**About this exercise**:
Filter on the word "white": copy each matching line from the listing below.

**Data extract**:
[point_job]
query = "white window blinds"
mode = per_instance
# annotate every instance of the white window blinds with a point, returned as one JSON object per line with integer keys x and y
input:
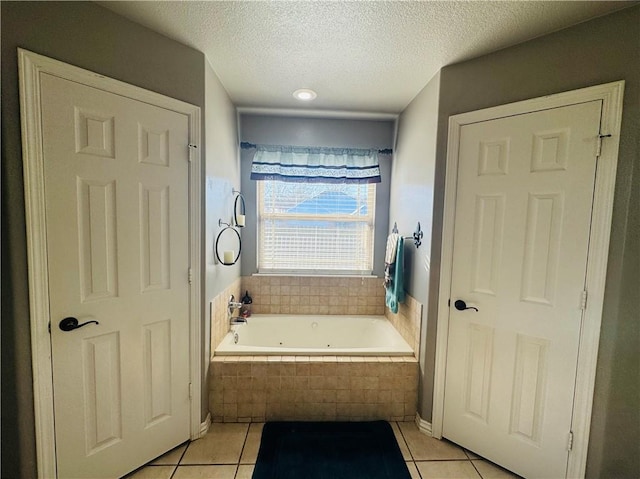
{"x": 315, "y": 227}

**The answer**:
query = "white window blinds"
# annotate every instance of the white window blinds with a point, returned as one JSON object per line with integer keys x and y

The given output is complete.